**TASK:** Look through the records and copy each line that has "herb" in it.

**MATERIALS PROVIDED:**
____

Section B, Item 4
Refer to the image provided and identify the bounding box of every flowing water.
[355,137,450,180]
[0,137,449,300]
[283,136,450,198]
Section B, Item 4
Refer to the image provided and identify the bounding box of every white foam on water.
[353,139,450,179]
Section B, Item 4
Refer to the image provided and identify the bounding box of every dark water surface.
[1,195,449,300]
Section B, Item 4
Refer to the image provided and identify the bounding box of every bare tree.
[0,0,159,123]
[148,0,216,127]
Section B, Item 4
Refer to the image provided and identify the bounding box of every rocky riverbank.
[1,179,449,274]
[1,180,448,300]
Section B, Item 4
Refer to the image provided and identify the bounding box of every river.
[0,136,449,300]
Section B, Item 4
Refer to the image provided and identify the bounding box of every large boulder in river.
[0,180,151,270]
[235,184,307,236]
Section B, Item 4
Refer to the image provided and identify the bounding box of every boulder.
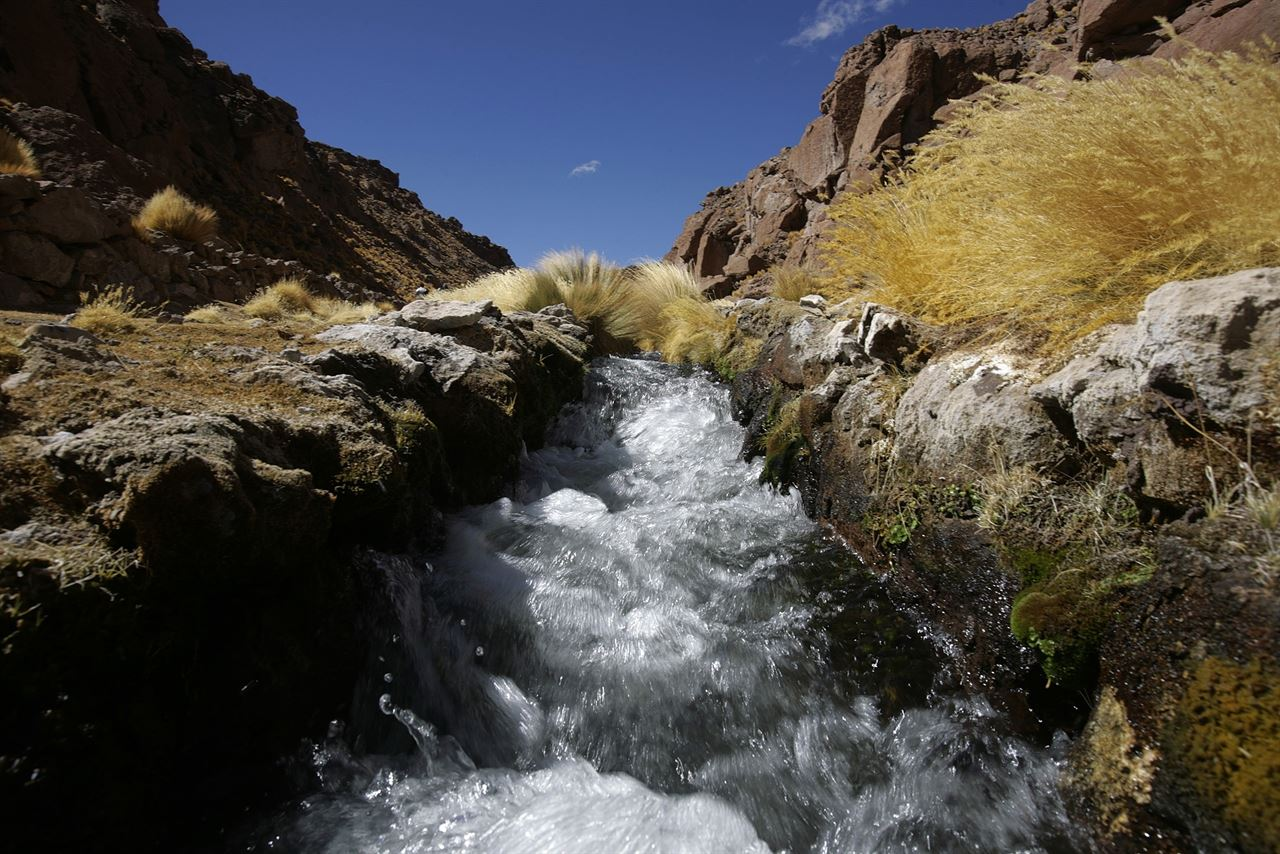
[0,231,74,285]
[1033,268,1280,508]
[399,298,496,332]
[895,354,1069,478]
[0,174,41,205]
[856,302,933,367]
[21,186,120,244]
[1035,269,1280,439]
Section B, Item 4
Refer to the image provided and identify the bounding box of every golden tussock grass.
[430,252,724,360]
[0,128,40,178]
[189,279,382,328]
[822,41,1280,348]
[72,287,146,336]
[133,185,219,243]
[770,267,825,302]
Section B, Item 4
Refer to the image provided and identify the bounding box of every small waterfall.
[253,357,1081,853]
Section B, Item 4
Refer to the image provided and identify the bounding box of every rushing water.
[251,357,1080,853]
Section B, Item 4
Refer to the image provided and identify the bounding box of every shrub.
[72,287,145,336]
[430,254,720,359]
[133,186,219,243]
[822,41,1280,347]
[657,297,733,365]
[244,278,317,319]
[192,278,381,327]
[0,128,40,178]
[770,267,825,302]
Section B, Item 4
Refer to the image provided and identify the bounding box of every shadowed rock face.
[667,0,1280,294]
[0,0,512,300]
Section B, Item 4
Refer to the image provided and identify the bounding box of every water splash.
[255,358,1079,852]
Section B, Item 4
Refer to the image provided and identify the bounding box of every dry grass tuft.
[189,279,381,328]
[72,287,146,336]
[0,128,40,178]
[430,253,722,360]
[658,297,733,365]
[133,185,219,243]
[823,41,1280,348]
[771,267,825,302]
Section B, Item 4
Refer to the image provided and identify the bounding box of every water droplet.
[459,618,467,627]
[391,633,400,643]
[383,672,394,683]
[379,693,394,715]
[475,646,485,657]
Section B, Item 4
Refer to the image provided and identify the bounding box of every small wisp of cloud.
[570,159,601,177]
[786,0,901,48]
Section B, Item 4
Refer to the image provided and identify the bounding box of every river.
[249,357,1080,853]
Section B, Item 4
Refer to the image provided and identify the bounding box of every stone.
[798,294,827,309]
[22,185,120,244]
[895,353,1070,477]
[21,323,104,346]
[399,298,495,332]
[0,273,45,308]
[857,302,932,367]
[0,174,40,204]
[0,231,75,285]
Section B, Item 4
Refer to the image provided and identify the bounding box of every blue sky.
[161,1,1028,267]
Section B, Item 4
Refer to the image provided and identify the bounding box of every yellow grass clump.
[72,287,145,336]
[770,267,825,302]
[429,252,721,359]
[187,278,382,328]
[133,185,219,243]
[0,128,40,178]
[822,41,1280,347]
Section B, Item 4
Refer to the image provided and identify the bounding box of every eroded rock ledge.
[721,268,1280,851]
[0,300,589,850]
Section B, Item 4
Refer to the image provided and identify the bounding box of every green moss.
[1166,657,1280,852]
[713,335,764,382]
[759,396,807,491]
[1004,545,1068,586]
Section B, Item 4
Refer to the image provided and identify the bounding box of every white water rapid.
[251,357,1080,853]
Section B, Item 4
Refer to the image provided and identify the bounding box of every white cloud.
[570,159,601,177]
[786,0,901,48]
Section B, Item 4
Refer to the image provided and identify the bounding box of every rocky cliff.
[668,0,1280,295]
[0,0,511,309]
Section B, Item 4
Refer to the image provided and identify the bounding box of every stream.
[250,357,1081,853]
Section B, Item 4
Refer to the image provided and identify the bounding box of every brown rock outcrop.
[0,0,510,305]
[668,0,1280,292]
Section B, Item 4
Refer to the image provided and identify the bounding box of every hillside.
[0,0,510,309]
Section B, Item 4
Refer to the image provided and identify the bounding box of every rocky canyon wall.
[668,0,1280,296]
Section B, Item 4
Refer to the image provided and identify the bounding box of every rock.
[280,347,302,363]
[21,323,103,346]
[0,174,40,204]
[1075,0,1183,59]
[0,231,74,285]
[21,185,120,244]
[798,294,827,309]
[0,273,46,309]
[857,302,933,367]
[895,353,1070,478]
[399,298,495,332]
[1032,268,1280,508]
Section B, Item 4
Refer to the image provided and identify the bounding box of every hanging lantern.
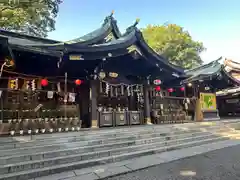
[41,79,48,87]
[99,71,106,79]
[155,86,161,91]
[180,87,185,91]
[75,79,82,86]
[153,79,161,85]
[168,88,174,93]
[109,72,118,78]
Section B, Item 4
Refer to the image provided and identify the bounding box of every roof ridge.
[185,57,222,73]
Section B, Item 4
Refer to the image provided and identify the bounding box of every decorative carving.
[8,78,18,90]
[69,55,84,60]
[120,115,124,121]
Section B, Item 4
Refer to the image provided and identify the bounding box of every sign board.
[199,93,217,111]
[69,55,84,60]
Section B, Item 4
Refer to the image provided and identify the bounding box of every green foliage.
[141,24,205,69]
[0,0,62,37]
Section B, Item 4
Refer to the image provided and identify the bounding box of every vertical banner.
[199,93,217,111]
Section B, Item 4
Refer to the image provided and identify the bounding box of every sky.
[48,0,240,63]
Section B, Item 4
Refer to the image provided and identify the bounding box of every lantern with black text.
[41,79,48,87]
[155,86,161,91]
[75,79,82,86]
[180,87,185,92]
[153,79,161,85]
[168,88,174,93]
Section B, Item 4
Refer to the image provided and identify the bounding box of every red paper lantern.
[180,87,185,91]
[155,86,161,91]
[153,79,161,85]
[168,88,174,93]
[75,79,82,86]
[41,79,48,87]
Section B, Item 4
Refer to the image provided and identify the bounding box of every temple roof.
[0,13,184,79]
[0,12,122,54]
[182,57,222,83]
[216,86,240,96]
[215,59,240,96]
[222,59,240,84]
[182,57,240,88]
[59,26,184,78]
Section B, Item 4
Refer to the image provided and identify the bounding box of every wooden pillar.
[90,80,98,128]
[143,82,151,124]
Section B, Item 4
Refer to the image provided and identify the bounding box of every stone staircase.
[0,120,239,180]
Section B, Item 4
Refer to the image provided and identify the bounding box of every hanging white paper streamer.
[57,82,61,92]
[68,93,76,102]
[105,83,109,95]
[47,91,54,99]
[64,93,68,103]
[127,86,130,96]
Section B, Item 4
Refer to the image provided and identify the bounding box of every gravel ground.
[106,145,240,180]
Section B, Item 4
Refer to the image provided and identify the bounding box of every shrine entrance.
[95,78,144,128]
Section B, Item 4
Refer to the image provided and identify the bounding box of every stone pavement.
[35,139,240,180]
[107,143,240,180]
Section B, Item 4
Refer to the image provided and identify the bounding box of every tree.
[141,24,205,69]
[0,0,62,37]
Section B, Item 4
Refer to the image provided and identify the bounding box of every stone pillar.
[90,80,98,128]
[143,82,151,125]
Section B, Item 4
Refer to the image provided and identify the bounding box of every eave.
[182,58,223,83]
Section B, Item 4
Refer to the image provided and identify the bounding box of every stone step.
[0,120,234,144]
[30,121,234,139]
[29,121,237,141]
[0,130,213,162]
[0,123,233,151]
[0,126,215,151]
[0,127,189,149]
[0,124,228,151]
[0,127,233,159]
[0,135,228,180]
[0,126,175,146]
[0,133,219,175]
[0,126,183,144]
[0,127,151,144]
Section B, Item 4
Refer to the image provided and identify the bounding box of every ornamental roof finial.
[110,10,114,16]
[133,18,140,27]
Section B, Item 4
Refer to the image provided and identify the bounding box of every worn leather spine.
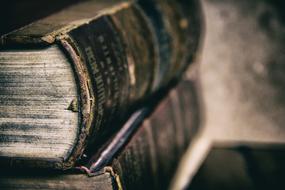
[111,79,200,190]
[137,0,202,89]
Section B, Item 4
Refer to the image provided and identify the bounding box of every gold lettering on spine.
[85,46,105,126]
[97,35,119,110]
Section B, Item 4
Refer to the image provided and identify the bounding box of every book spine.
[111,80,200,190]
[138,0,203,84]
[137,0,173,90]
[109,4,157,101]
[59,4,156,167]
[63,14,132,147]
[59,1,202,167]
[64,4,156,136]
[56,1,199,168]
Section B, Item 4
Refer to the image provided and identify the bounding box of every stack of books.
[0,0,203,189]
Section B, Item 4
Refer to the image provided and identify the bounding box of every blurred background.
[179,0,285,189]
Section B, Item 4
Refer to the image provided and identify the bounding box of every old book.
[0,0,202,169]
[0,76,201,190]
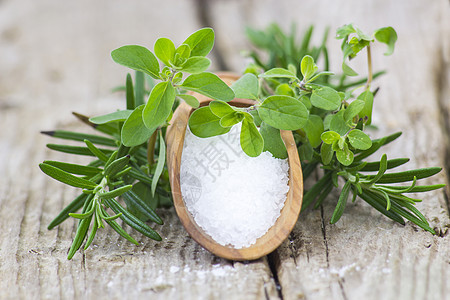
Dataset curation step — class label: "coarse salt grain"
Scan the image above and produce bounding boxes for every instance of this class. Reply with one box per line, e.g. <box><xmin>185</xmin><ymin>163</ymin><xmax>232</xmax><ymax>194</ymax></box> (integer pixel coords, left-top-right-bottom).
<box><xmin>180</xmin><ymin>123</ymin><xmax>289</xmax><ymax>249</ymax></box>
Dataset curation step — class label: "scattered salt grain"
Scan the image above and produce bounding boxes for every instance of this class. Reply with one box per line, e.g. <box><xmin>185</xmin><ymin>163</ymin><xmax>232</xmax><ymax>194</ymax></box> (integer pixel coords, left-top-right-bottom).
<box><xmin>180</xmin><ymin>123</ymin><xmax>289</xmax><ymax>248</ymax></box>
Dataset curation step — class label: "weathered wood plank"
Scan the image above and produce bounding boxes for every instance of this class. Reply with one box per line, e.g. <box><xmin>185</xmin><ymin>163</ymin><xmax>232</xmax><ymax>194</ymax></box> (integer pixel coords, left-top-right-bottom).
<box><xmin>207</xmin><ymin>0</ymin><xmax>450</xmax><ymax>299</ymax></box>
<box><xmin>0</xmin><ymin>0</ymin><xmax>279</xmax><ymax>299</ymax></box>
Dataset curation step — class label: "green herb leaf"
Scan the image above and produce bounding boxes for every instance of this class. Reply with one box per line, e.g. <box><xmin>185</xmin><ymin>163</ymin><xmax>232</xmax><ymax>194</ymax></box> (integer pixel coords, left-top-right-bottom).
<box><xmin>46</xmin><ymin>144</ymin><xmax>114</xmax><ymax>157</ymax></box>
<box><xmin>357</xmin><ymin>90</ymin><xmax>374</xmax><ymax>125</ymax></box>
<box><xmin>98</xmin><ymin>185</ymin><xmax>133</xmax><ymax>199</ymax></box>
<box><xmin>121</xmin><ymin>105</ymin><xmax>154</xmax><ymax>147</ymax></box>
<box><xmin>180</xmin><ymin>56</ymin><xmax>211</xmax><ymax>73</ymax></box>
<box><xmin>329</xmin><ymin>110</ymin><xmax>351</xmax><ymax>136</ymax></box>
<box><xmin>111</xmin><ymin>45</ymin><xmax>160</xmax><ymax>79</ymax></box>
<box><xmin>209</xmin><ymin>100</ymin><xmax>235</xmax><ymax>118</ymax></box>
<box><xmin>259</xmin><ymin>68</ymin><xmax>298</xmax><ymax>80</ymax></box>
<box><xmin>143</xmin><ymin>81</ymin><xmax>176</xmax><ymax>131</ymax></box>
<box><xmin>152</xmin><ymin>130</ymin><xmax>166</xmax><ymax>196</ymax></box>
<box><xmin>220</xmin><ymin>112</ymin><xmax>243</xmax><ymax>128</ymax></box>
<box><xmin>183</xmin><ymin>28</ymin><xmax>215</xmax><ymax>57</ymax></box>
<box><xmin>330</xmin><ymin>181</ymin><xmax>351</xmax><ymax>223</ymax></box>
<box><xmin>122</xmin><ymin>188</ymin><xmax>163</xmax><ymax>224</ymax></box>
<box><xmin>154</xmin><ymin>37</ymin><xmax>176</xmax><ymax>66</ymax></box>
<box><xmin>126</xmin><ymin>73</ymin><xmax>135</xmax><ymax>110</ymax></box>
<box><xmin>310</xmin><ymin>87</ymin><xmax>341</xmax><ymax>110</ymax></box>
<box><xmin>300</xmin><ymin>55</ymin><xmax>318</xmax><ymax>81</ymax></box>
<box><xmin>43</xmin><ymin>161</ymin><xmax>102</xmax><ymax>176</ymax></box>
<box><xmin>84</xmin><ymin>139</ymin><xmax>109</xmax><ymax>162</ymax></box>
<box><xmin>188</xmin><ymin>106</ymin><xmax>231</xmax><ymax>138</ymax></box>
<box><xmin>366</xmin><ymin>167</ymin><xmax>442</xmax><ymax>184</ymax></box>
<box><xmin>374</xmin><ymin>27</ymin><xmax>397</xmax><ymax>56</ymax></box>
<box><xmin>360</xmin><ymin>158</ymin><xmax>409</xmax><ymax>172</ymax></box>
<box><xmin>39</xmin><ymin>163</ymin><xmax>98</xmax><ymax>189</ymax></box>
<box><xmin>344</xmin><ymin>100</ymin><xmax>365</xmax><ymax>122</ymax></box>
<box><xmin>321</xmin><ymin>130</ymin><xmax>340</xmax><ymax>144</ymax></box>
<box><xmin>321</xmin><ymin>143</ymin><xmax>333</xmax><ymax>165</ymax></box>
<box><xmin>177</xmin><ymin>94</ymin><xmax>200</xmax><ymax>108</ymax></box>
<box><xmin>104</xmin><ymin>155</ymin><xmax>130</xmax><ymax>178</ymax></box>
<box><xmin>260</xmin><ymin>122</ymin><xmax>288</xmax><ymax>159</ymax></box>
<box><xmin>240</xmin><ymin>119</ymin><xmax>264</xmax><ymax>157</ymax></box>
<box><xmin>347</xmin><ymin>129</ymin><xmax>372</xmax><ymax>150</ymax></box>
<box><xmin>41</xmin><ymin>130</ymin><xmax>117</xmax><ymax>147</ymax></box>
<box><xmin>304</xmin><ymin>115</ymin><xmax>324</xmax><ymax>148</ymax></box>
<box><xmin>48</xmin><ymin>193</ymin><xmax>89</xmax><ymax>230</ymax></box>
<box><xmin>258</xmin><ymin>95</ymin><xmax>309</xmax><ymax>130</ymax></box>
<box><xmin>90</xmin><ymin>110</ymin><xmax>133</xmax><ymax>125</ymax></box>
<box><xmin>175</xmin><ymin>44</ymin><xmax>191</xmax><ymax>60</ymax></box>
<box><xmin>181</xmin><ymin>72</ymin><xmax>235</xmax><ymax>101</ymax></box>
<box><xmin>335</xmin><ymin>142</ymin><xmax>354</xmax><ymax>166</ymax></box>
<box><xmin>231</xmin><ymin>73</ymin><xmax>259</xmax><ymax>100</ymax></box>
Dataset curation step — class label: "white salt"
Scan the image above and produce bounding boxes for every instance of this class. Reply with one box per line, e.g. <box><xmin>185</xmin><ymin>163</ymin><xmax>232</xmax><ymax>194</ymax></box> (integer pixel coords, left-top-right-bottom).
<box><xmin>180</xmin><ymin>123</ymin><xmax>289</xmax><ymax>249</ymax></box>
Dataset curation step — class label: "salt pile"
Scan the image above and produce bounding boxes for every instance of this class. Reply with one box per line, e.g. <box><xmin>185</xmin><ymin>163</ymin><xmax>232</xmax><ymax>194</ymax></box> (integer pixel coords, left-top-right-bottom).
<box><xmin>180</xmin><ymin>123</ymin><xmax>289</xmax><ymax>249</ymax></box>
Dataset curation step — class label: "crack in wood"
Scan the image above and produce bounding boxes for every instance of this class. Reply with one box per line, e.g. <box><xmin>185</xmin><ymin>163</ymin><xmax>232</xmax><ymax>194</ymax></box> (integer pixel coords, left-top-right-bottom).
<box><xmin>267</xmin><ymin>253</ymin><xmax>284</xmax><ymax>300</ymax></box>
<box><xmin>320</xmin><ymin>206</ymin><xmax>330</xmax><ymax>268</ymax></box>
<box><xmin>338</xmin><ymin>278</ymin><xmax>349</xmax><ymax>300</ymax></box>
<box><xmin>194</xmin><ymin>0</ymin><xmax>230</xmax><ymax>71</ymax></box>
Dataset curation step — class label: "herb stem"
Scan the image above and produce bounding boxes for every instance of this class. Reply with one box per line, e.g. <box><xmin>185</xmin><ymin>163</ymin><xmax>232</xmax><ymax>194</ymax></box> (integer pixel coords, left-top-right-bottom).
<box><xmin>366</xmin><ymin>45</ymin><xmax>373</xmax><ymax>89</ymax></box>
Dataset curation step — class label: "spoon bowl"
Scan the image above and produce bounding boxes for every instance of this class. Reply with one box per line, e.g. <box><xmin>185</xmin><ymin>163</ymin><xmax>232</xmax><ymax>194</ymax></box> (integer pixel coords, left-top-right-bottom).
<box><xmin>166</xmin><ymin>73</ymin><xmax>303</xmax><ymax>260</ymax></box>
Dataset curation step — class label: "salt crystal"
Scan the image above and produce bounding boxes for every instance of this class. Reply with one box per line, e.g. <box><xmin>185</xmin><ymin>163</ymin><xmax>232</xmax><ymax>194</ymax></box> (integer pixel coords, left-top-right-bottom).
<box><xmin>180</xmin><ymin>123</ymin><xmax>289</xmax><ymax>248</ymax></box>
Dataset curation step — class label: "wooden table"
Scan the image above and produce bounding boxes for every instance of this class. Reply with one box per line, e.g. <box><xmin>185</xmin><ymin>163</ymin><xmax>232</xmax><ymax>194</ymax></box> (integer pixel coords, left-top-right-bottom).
<box><xmin>0</xmin><ymin>0</ymin><xmax>449</xmax><ymax>299</ymax></box>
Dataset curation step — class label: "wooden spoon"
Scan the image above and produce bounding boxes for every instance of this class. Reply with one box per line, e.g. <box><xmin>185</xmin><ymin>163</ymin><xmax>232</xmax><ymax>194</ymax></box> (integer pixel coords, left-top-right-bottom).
<box><xmin>166</xmin><ymin>73</ymin><xmax>303</xmax><ymax>261</ymax></box>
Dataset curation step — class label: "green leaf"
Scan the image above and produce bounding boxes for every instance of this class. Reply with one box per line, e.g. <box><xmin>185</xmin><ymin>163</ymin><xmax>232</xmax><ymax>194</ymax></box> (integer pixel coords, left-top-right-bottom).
<box><xmin>240</xmin><ymin>119</ymin><xmax>264</xmax><ymax>157</ymax></box>
<box><xmin>344</xmin><ymin>100</ymin><xmax>365</xmax><ymax>122</ymax></box>
<box><xmin>41</xmin><ymin>130</ymin><xmax>117</xmax><ymax>147</ymax></box>
<box><xmin>188</xmin><ymin>106</ymin><xmax>231</xmax><ymax>138</ymax></box>
<box><xmin>143</xmin><ymin>81</ymin><xmax>176</xmax><ymax>131</ymax></box>
<box><xmin>46</xmin><ymin>144</ymin><xmax>114</xmax><ymax>157</ymax></box>
<box><xmin>360</xmin><ymin>158</ymin><xmax>410</xmax><ymax>172</ymax></box>
<box><xmin>342</xmin><ymin>61</ymin><xmax>358</xmax><ymax>76</ymax></box>
<box><xmin>175</xmin><ymin>44</ymin><xmax>191</xmax><ymax>60</ymax></box>
<box><xmin>260</xmin><ymin>122</ymin><xmax>288</xmax><ymax>159</ymax></box>
<box><xmin>330</xmin><ymin>181</ymin><xmax>351</xmax><ymax>224</ymax></box>
<box><xmin>209</xmin><ymin>100</ymin><xmax>235</xmax><ymax>118</ymax></box>
<box><xmin>67</xmin><ymin>214</ymin><xmax>92</xmax><ymax>259</ymax></box>
<box><xmin>220</xmin><ymin>112</ymin><xmax>242</xmax><ymax>128</ymax></box>
<box><xmin>259</xmin><ymin>68</ymin><xmax>298</xmax><ymax>80</ymax></box>
<box><xmin>104</xmin><ymin>198</ymin><xmax>162</xmax><ymax>241</ymax></box>
<box><xmin>336</xmin><ymin>24</ymin><xmax>356</xmax><ymax>39</ymax></box>
<box><xmin>154</xmin><ymin>37</ymin><xmax>176</xmax><ymax>66</ymax></box>
<box><xmin>321</xmin><ymin>131</ymin><xmax>340</xmax><ymax>144</ymax></box>
<box><xmin>335</xmin><ymin>143</ymin><xmax>354</xmax><ymax>166</ymax></box>
<box><xmin>258</xmin><ymin>95</ymin><xmax>309</xmax><ymax>130</ymax></box>
<box><xmin>84</xmin><ymin>139</ymin><xmax>109</xmax><ymax>162</ymax></box>
<box><xmin>231</xmin><ymin>73</ymin><xmax>259</xmax><ymax>100</ymax></box>
<box><xmin>43</xmin><ymin>161</ymin><xmax>102</xmax><ymax>176</ymax></box>
<box><xmin>275</xmin><ymin>84</ymin><xmax>294</xmax><ymax>96</ymax></box>
<box><xmin>304</xmin><ymin>115</ymin><xmax>324</xmax><ymax>148</ymax></box>
<box><xmin>181</xmin><ymin>72</ymin><xmax>235</xmax><ymax>101</ymax></box>
<box><xmin>122</xmin><ymin>188</ymin><xmax>163</xmax><ymax>224</ymax></box>
<box><xmin>300</xmin><ymin>55</ymin><xmax>318</xmax><ymax>81</ymax></box>
<box><xmin>152</xmin><ymin>130</ymin><xmax>166</xmax><ymax>196</ymax></box>
<box><xmin>308</xmin><ymin>71</ymin><xmax>335</xmax><ymax>83</ymax></box>
<box><xmin>39</xmin><ymin>163</ymin><xmax>98</xmax><ymax>189</ymax></box>
<box><xmin>183</xmin><ymin>28</ymin><xmax>215</xmax><ymax>57</ymax></box>
<box><xmin>374</xmin><ymin>27</ymin><xmax>397</xmax><ymax>56</ymax></box>
<box><xmin>180</xmin><ymin>56</ymin><xmax>211</xmax><ymax>73</ymax></box>
<box><xmin>321</xmin><ymin>143</ymin><xmax>333</xmax><ymax>165</ymax></box>
<box><xmin>359</xmin><ymin>190</ymin><xmax>405</xmax><ymax>224</ymax></box>
<box><xmin>347</xmin><ymin>129</ymin><xmax>372</xmax><ymax>150</ymax></box>
<box><xmin>121</xmin><ymin>105</ymin><xmax>154</xmax><ymax>147</ymax></box>
<box><xmin>177</xmin><ymin>94</ymin><xmax>200</xmax><ymax>108</ymax></box>
<box><xmin>329</xmin><ymin>110</ymin><xmax>350</xmax><ymax>136</ymax></box>
<box><xmin>366</xmin><ymin>167</ymin><xmax>442</xmax><ymax>184</ymax></box>
<box><xmin>111</xmin><ymin>45</ymin><xmax>160</xmax><ymax>79</ymax></box>
<box><xmin>357</xmin><ymin>90</ymin><xmax>374</xmax><ymax>125</ymax></box>
<box><xmin>90</xmin><ymin>110</ymin><xmax>133</xmax><ymax>125</ymax></box>
<box><xmin>126</xmin><ymin>73</ymin><xmax>135</xmax><ymax>110</ymax></box>
<box><xmin>98</xmin><ymin>185</ymin><xmax>133</xmax><ymax>199</ymax></box>
<box><xmin>310</xmin><ymin>87</ymin><xmax>341</xmax><ymax>111</ymax></box>
<box><xmin>104</xmin><ymin>155</ymin><xmax>130</xmax><ymax>178</ymax></box>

____

**ANSWER TO THIS TASK:**
Dataset curation step — class label: "green herb leaf"
Dataset curation step — class label: "herb stem"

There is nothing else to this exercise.